### Set task
According to the article about International Baccalaureate students below, how many IB students attend North High?

### Document segment
....

International Baccalaureate students learn that the best revenge for a nerd is a great education -- in elitism
BY JIMMY MAGAHERN
Published: Phoenix New Times, Thursday, January 15, 2004
It's just after school on a Tuesday, and Jacob,
Chris, Sam and Mike are doing what they've done for the past 12 years: lying
around in Jacob Verburg's living room playing video games and drinking Coke.
"It's been this way every day pretty much
since kindergarten," says Verburg, a 17-year-old senior at North High
School who's lived in the same two-level house on the foothills of what is now
Piestewa Peak since he was 4.
"Our basic day is, like, people come over here
after school and we pretty much just hang out, play games and eat snacks until
about 6 o'clock. Then at 6, my parents get home, all the guys leave. And then
basically we work on our homework from 6 p.m. to whenever we finish."
That can be a long night when you're factoring
cubed x-intercepts and penning extended essays on Lukacs' "decay of untruth"
as it relates to your own experience. Verburg and his buddies Chris Peterson,
Sam Campbell and Mike Sotelo are all enrolled in the International
Baccalaureate program at North High, a rigorous, college-prep curriculum that
requires an average of three to four hours of homework per night and plenty of
time studying for the advanced-level exams that are thrown at them each week.
Nevertheless, Jacob and his buds still find time
for a rousing game of Mario Kart Double Dash every afternoon. "Wanna go
again, ladies?" Verburg taunts, passing out the other three controllers as
Campbell scoots up to the GameCube and restarts it, bringing the familiar faces
of Mario, Luigi, Donkey Kong and Peach onto the large-screen projection TV.
"I got the wireless," Mike demands, reaching for one of the newer
controllers. "I got the couch!" yells Sam.
It's a pretty idealized boys' environment, and
pretty insulated. While Verburg insists the weekends get wilder, with crowds
swelling to between 12 and 15 and a few of the Xavier girls they've known since
grade school often stopping by, there's little evidence to suggest the boys get
heavy into keggers or other typical teenage rites of passage. On this day, the
primary concern seems to be who's watching the oven in the kitchen to make sure
the lemon squares Peterson's preparing don't burn.
A visitor asks the four childhood friends what
they'll all do after graduation, and for the first time all day Verburg looks
One of their other pals just got into Yale, but
most of the offers so far have been from in-state schools. It's still early in
the college application season, but these guys are anxious. "You think you
did all this to get into a great college -- and then, I find out I'm just going
to ASU!" says Sam Campbell, shyly dodging eye contact through long bangs
of scruffy hair.
But the guys just seem happy they've survived high
school with their friendships intact. While everyone else around them changed
hair styles, personalities, alliances and directions, somehow these guys
managed to cruise through the whole thing without even changing which Nintendo
character they like to play as.
Of course, they haven't emerged from high school
with many new friends, either. At North, the
400 IB students who take special advanced courses in the midst of the 2,000
regular -- or "mainstream" -- students are sometimes called the
"IB Better Than You" kids.
One day before the holidays during lunch period,
Sam and Mike are found cramming for a calculus exam at their usual table west
of the North lunch court and speaking in "IB Zone," mainstreamers'
code for language they feel is spoken deliberately over their heads. When asked
if they're friends with any of the non-IB kids around them, Campbell admits
sheepishly that he's kind of afraid to talk to them.

....

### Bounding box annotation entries
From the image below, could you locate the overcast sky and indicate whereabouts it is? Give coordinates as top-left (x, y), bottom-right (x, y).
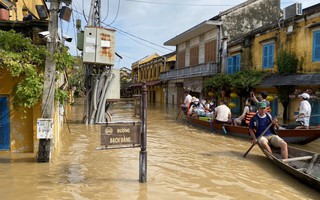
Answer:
top-left (58, 0), bottom-right (319, 69)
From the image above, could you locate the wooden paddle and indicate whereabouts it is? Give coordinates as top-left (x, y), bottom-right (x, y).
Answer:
top-left (242, 122), bottom-right (273, 158)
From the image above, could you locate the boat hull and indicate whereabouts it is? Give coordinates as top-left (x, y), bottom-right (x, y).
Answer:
top-left (185, 116), bottom-right (320, 145)
top-left (260, 146), bottom-right (320, 191)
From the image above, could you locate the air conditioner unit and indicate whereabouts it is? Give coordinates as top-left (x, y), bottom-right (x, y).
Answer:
top-left (283, 3), bottom-right (302, 20)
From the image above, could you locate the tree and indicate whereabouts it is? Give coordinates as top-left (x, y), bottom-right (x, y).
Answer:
top-left (0, 30), bottom-right (74, 108)
top-left (204, 70), bottom-right (268, 106)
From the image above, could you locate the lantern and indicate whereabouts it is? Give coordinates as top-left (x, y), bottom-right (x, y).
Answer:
top-left (266, 95), bottom-right (274, 102)
top-left (208, 92), bottom-right (214, 97)
top-left (228, 102), bottom-right (237, 109)
top-left (230, 92), bottom-right (238, 99)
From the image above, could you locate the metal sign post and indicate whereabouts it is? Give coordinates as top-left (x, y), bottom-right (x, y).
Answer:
top-left (139, 81), bottom-right (147, 183)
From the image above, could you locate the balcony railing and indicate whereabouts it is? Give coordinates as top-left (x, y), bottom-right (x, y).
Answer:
top-left (160, 63), bottom-right (218, 81)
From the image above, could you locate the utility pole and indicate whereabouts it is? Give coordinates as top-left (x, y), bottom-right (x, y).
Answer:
top-left (83, 0), bottom-right (120, 124)
top-left (37, 0), bottom-right (60, 162)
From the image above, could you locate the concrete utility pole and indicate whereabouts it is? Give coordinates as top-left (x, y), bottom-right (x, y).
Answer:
top-left (37, 0), bottom-right (60, 162)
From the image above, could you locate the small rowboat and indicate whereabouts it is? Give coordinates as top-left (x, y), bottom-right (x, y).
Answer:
top-left (185, 115), bottom-right (320, 145)
top-left (259, 146), bottom-right (320, 191)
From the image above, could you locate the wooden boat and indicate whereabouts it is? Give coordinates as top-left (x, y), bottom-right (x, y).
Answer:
top-left (185, 115), bottom-right (320, 145)
top-left (259, 146), bottom-right (320, 191)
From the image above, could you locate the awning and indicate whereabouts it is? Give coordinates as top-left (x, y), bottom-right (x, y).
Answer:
top-left (131, 81), bottom-right (162, 87)
top-left (260, 74), bottom-right (320, 87)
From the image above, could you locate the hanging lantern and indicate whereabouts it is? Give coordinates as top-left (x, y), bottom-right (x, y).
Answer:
top-left (266, 95), bottom-right (274, 102)
top-left (208, 92), bottom-right (214, 97)
top-left (228, 102), bottom-right (237, 109)
top-left (230, 92), bottom-right (238, 99)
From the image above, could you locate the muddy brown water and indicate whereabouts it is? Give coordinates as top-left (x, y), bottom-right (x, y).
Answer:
top-left (0, 99), bottom-right (320, 200)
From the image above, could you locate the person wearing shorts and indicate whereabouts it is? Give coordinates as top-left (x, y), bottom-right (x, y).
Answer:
top-left (249, 102), bottom-right (288, 159)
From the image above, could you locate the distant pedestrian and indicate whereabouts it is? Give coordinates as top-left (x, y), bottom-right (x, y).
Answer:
top-left (214, 100), bottom-right (232, 124)
top-left (287, 93), bottom-right (311, 129)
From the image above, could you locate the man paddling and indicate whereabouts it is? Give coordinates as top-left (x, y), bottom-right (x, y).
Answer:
top-left (249, 102), bottom-right (288, 159)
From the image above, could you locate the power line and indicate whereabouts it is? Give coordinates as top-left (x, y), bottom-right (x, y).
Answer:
top-left (125, 0), bottom-right (234, 7)
top-left (73, 9), bottom-right (173, 51)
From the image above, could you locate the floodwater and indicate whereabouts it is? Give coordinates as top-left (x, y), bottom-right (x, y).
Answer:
top-left (0, 100), bottom-right (320, 200)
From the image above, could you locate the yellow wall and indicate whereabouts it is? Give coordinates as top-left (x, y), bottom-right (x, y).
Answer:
top-left (252, 16), bottom-right (320, 73)
top-left (0, 69), bottom-right (34, 152)
top-left (251, 32), bottom-right (278, 72)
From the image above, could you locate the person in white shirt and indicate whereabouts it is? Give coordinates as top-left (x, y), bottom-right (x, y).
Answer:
top-left (214, 100), bottom-right (232, 124)
top-left (181, 90), bottom-right (192, 114)
top-left (183, 91), bottom-right (192, 108)
top-left (287, 93), bottom-right (311, 129)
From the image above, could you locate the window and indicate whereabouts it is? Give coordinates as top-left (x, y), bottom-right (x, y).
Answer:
top-left (204, 40), bottom-right (217, 63)
top-left (312, 30), bottom-right (320, 62)
top-left (227, 54), bottom-right (240, 74)
top-left (262, 43), bottom-right (274, 69)
top-left (178, 51), bottom-right (186, 69)
top-left (190, 46), bottom-right (199, 66)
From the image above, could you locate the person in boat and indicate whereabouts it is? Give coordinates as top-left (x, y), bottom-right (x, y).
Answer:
top-left (204, 100), bottom-right (214, 118)
top-left (287, 93), bottom-right (311, 129)
top-left (213, 100), bottom-right (232, 124)
top-left (249, 102), bottom-right (288, 159)
top-left (189, 98), bottom-right (206, 118)
top-left (233, 98), bottom-right (257, 126)
top-left (181, 90), bottom-right (192, 114)
top-left (250, 90), bottom-right (271, 113)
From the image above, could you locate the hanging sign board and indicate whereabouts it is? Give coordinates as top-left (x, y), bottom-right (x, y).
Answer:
top-left (37, 118), bottom-right (53, 139)
top-left (101, 122), bottom-right (141, 149)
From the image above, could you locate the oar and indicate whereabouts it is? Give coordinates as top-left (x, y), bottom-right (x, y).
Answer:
top-left (298, 114), bottom-right (320, 118)
top-left (176, 106), bottom-right (182, 120)
top-left (176, 108), bottom-right (182, 120)
top-left (242, 122), bottom-right (273, 158)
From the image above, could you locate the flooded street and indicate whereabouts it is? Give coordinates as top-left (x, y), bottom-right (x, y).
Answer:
top-left (0, 100), bottom-right (320, 200)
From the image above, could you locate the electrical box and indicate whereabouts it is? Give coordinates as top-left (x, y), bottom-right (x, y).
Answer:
top-left (77, 31), bottom-right (84, 51)
top-left (283, 3), bottom-right (302, 20)
top-left (106, 68), bottom-right (120, 100)
top-left (37, 118), bottom-right (53, 139)
top-left (83, 27), bottom-right (115, 66)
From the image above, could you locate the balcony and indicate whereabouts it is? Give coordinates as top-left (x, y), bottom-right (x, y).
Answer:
top-left (160, 63), bottom-right (218, 81)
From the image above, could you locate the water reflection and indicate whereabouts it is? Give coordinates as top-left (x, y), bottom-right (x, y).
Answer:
top-left (0, 101), bottom-right (320, 200)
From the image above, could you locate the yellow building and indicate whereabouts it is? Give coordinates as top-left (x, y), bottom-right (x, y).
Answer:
top-left (0, 0), bottom-right (63, 153)
top-left (228, 4), bottom-right (320, 124)
top-left (131, 53), bottom-right (175, 104)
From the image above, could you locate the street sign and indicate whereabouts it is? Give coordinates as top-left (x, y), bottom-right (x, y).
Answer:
top-left (101, 122), bottom-right (141, 149)
top-left (37, 118), bottom-right (53, 139)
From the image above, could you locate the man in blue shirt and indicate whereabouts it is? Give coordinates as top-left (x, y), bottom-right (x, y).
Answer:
top-left (249, 102), bottom-right (288, 159)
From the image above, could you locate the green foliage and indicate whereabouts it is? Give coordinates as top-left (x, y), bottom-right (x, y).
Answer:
top-left (230, 70), bottom-right (268, 93)
top-left (276, 49), bottom-right (299, 75)
top-left (0, 30), bottom-right (73, 108)
top-left (54, 88), bottom-right (68, 104)
top-left (204, 70), bottom-right (268, 95)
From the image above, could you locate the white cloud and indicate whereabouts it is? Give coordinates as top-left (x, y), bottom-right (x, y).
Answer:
top-left (63, 0), bottom-right (318, 68)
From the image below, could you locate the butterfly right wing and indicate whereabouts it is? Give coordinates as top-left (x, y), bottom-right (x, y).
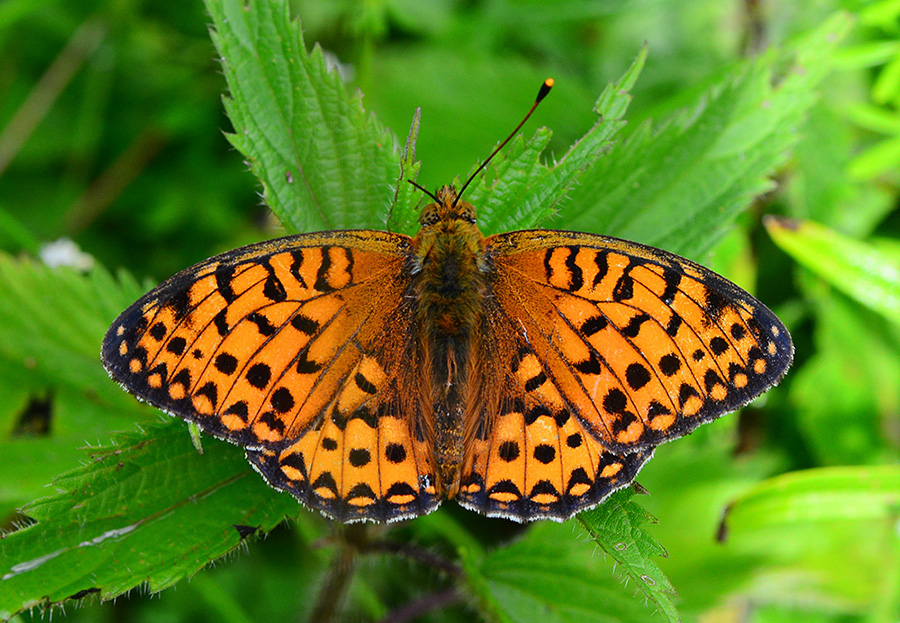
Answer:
top-left (102, 231), bottom-right (439, 521)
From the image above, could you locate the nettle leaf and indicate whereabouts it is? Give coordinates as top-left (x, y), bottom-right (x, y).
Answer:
top-left (206, 0), bottom-right (399, 232)
top-left (553, 14), bottom-right (850, 257)
top-left (0, 255), bottom-right (155, 511)
top-left (463, 502), bottom-right (679, 623)
top-left (577, 487), bottom-right (680, 621)
top-left (0, 421), bottom-right (298, 619)
top-left (466, 47), bottom-right (647, 233)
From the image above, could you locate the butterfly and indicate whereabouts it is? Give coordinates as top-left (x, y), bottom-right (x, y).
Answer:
top-left (102, 80), bottom-right (793, 522)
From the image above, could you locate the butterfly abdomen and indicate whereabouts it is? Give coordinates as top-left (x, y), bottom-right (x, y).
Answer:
top-left (414, 189), bottom-right (485, 497)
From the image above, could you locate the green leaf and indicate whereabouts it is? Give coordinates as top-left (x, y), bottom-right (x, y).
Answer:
top-left (0, 421), bottom-right (298, 619)
top-left (463, 522), bottom-right (678, 623)
top-left (790, 286), bottom-right (900, 465)
top-left (556, 14), bottom-right (850, 257)
top-left (765, 216), bottom-right (900, 323)
top-left (723, 465), bottom-right (900, 535)
top-left (0, 254), bottom-right (157, 509)
top-left (467, 47), bottom-right (647, 232)
top-left (577, 487), bottom-right (680, 621)
top-left (388, 108), bottom-right (422, 235)
top-left (206, 0), bottom-right (399, 231)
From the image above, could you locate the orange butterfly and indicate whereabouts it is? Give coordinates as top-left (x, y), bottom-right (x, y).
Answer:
top-left (102, 81), bottom-right (793, 521)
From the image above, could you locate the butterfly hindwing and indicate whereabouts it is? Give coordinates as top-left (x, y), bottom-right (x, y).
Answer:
top-left (102, 232), bottom-right (436, 521)
top-left (460, 231), bottom-right (793, 520)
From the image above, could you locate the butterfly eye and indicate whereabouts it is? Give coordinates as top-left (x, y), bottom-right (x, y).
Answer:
top-left (419, 203), bottom-right (441, 227)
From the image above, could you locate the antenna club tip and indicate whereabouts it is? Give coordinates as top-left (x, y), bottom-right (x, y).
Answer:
top-left (534, 78), bottom-right (555, 104)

....

### Output below
About 400 IB students attend North High.